Data for this task -

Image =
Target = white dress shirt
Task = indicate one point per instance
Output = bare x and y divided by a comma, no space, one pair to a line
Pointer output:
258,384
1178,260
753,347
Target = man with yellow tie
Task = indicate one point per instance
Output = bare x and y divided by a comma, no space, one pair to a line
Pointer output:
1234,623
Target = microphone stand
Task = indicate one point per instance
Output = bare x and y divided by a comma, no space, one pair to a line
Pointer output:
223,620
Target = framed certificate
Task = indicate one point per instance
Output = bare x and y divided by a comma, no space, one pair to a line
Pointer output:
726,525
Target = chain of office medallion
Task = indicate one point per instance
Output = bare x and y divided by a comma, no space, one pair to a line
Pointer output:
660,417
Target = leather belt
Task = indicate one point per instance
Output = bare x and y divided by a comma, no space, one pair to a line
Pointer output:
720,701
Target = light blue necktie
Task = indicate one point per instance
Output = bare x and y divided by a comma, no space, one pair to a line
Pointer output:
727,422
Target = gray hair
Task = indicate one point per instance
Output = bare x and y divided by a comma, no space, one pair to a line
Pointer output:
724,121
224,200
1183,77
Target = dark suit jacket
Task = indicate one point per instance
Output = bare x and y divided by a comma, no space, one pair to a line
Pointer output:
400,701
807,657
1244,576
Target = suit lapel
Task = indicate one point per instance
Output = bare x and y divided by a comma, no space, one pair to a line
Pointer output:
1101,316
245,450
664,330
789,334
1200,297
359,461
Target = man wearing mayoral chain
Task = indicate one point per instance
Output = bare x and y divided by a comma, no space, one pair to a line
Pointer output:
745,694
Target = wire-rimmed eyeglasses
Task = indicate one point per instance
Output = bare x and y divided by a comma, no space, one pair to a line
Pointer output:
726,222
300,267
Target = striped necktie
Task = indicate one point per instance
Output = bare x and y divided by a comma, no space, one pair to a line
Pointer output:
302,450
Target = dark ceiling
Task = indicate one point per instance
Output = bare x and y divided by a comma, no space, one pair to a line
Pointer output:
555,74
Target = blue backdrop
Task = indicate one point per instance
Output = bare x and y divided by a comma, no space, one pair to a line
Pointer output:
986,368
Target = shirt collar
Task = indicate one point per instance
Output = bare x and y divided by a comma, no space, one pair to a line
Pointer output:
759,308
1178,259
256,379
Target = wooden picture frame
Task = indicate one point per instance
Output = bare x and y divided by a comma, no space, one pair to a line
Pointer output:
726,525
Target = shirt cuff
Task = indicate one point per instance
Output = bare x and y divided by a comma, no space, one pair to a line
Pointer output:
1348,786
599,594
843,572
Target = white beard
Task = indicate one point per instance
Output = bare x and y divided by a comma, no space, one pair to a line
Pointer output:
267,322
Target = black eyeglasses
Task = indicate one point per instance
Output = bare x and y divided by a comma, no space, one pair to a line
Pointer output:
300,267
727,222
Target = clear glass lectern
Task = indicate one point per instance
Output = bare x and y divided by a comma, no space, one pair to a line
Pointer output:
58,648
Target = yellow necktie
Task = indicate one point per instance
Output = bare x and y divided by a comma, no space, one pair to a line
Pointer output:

Task goal - Give every line of the material again, exactly.

Exercise solution -
Image =
Target = white dress shirt
Task = indicate one point per instance
Output = bare x and y divided by a comma, no space, one pair to a line
Pointer output:
258,384
1178,260
753,347
Target = man with yellow tie
Task = indicate one point per instance
Output = bare x and y divided by a comma, no space, one pair to a line
Pointer output:
1234,623
Target = microphone stand
Task = indicate one point per instance
Output = bare x and y divided by a comma, no space, one pair to a line
Pointer output:
223,620
Target = framed certificate
Task = indicate one point per instance
Output = bare x and y divided by a comma, no space, one pair to a line
Pointer output:
726,525
Target = chain of office medallion
Task = indicate one point per instance
Output = bare x and y divided by a comma, no space, one pair to a line
Pointer output:
660,417
Target = leather belt
Task = indicate one point per instance
Output = bare x and y divided by a comma, no space, one pair to a line
Pointer output:
720,701
Target = light blue necktie
Task = indicate one point per instance
Output = bare x and y divided by a comma, no space, one pair to a line
Pointer output:
727,422
Target = gray hair
Task = indicate one point per instance
Output = bare x and y divided by a comma, no space, one pair to a line
Pointer output:
724,121
224,200
1183,77
Target = dark suit jacket
Task = indicate one point per instance
Output = bare x and y divided by a comma, no space, one pair to a line
Pointer output:
400,701
807,657
1244,576
Target = suit lapel
Task = indicate one point per instance
Output = bare x and y divided by a comma, no space, one pair to a line
Pointer output:
1101,316
245,450
664,330
789,334
1200,297
359,461
Target = man wearing mayoral chain
Task = indicate one point per instance
Output = bare x and y divided by a comma, no space, one pair to a line
Pointer output:
745,694
Target = wire-rimmed eyeglasses
Task = indicate one point per instance
Output = bare x and y divided by a comma, no space, one pair to a line
Pointer output:
726,222
300,267
Target = striped necktie
Task = indicate one point per instance
Output = bare x and y divided by a comma, no space, one pair to a line
Pointer output:
302,450
Target = dark ceiling
Task = indicate one point per instance
Output = bare x and y divided by a comma, no space, one pair to a line
Pointer output:
555,74
Target = blue backdrop
Task = indicate one point per instance
Output = bare x and y divided by a comma, no space, one pair to a line
Pointer output:
986,368
Target = shirt collar
Task = indicate one point per instance
Output = bare x and y divided by a comma, no space, one pair to a line
Pointer output:
759,308
1178,259
256,379
Target = wooden picture frame
Task = indicate one point per instance
Output = bare x and y divided by a comma, no space, one pair to a line
Pointer output:
726,525
Target = shirt cuff
Task = indicate one point per instance
Output = bare x and y divided by a comma, no space, one pair to a line
Pointer output:
1348,786
599,594
843,572
Target = white beard
Task = indicate one point per instance
Output = bare x and y divided by a comma, no space, one pair to a line
Pointer output:
267,322
Target = black eyeglasses
Task = indicate one point per instance
Output = bare x and y divided by a comma, no space, one pair to a line
Pointer output:
300,267
727,222
Target = clear glass lectern
Task = indicate one point per instance
Output = bare x and y divided by a comma, no space, one pair to a line
Pointer output:
58,648
Target = yellow necktie
Task = indicate one point per instance
Output = bare x and y divided by a comma, no space, one pair to a line
Pointer output:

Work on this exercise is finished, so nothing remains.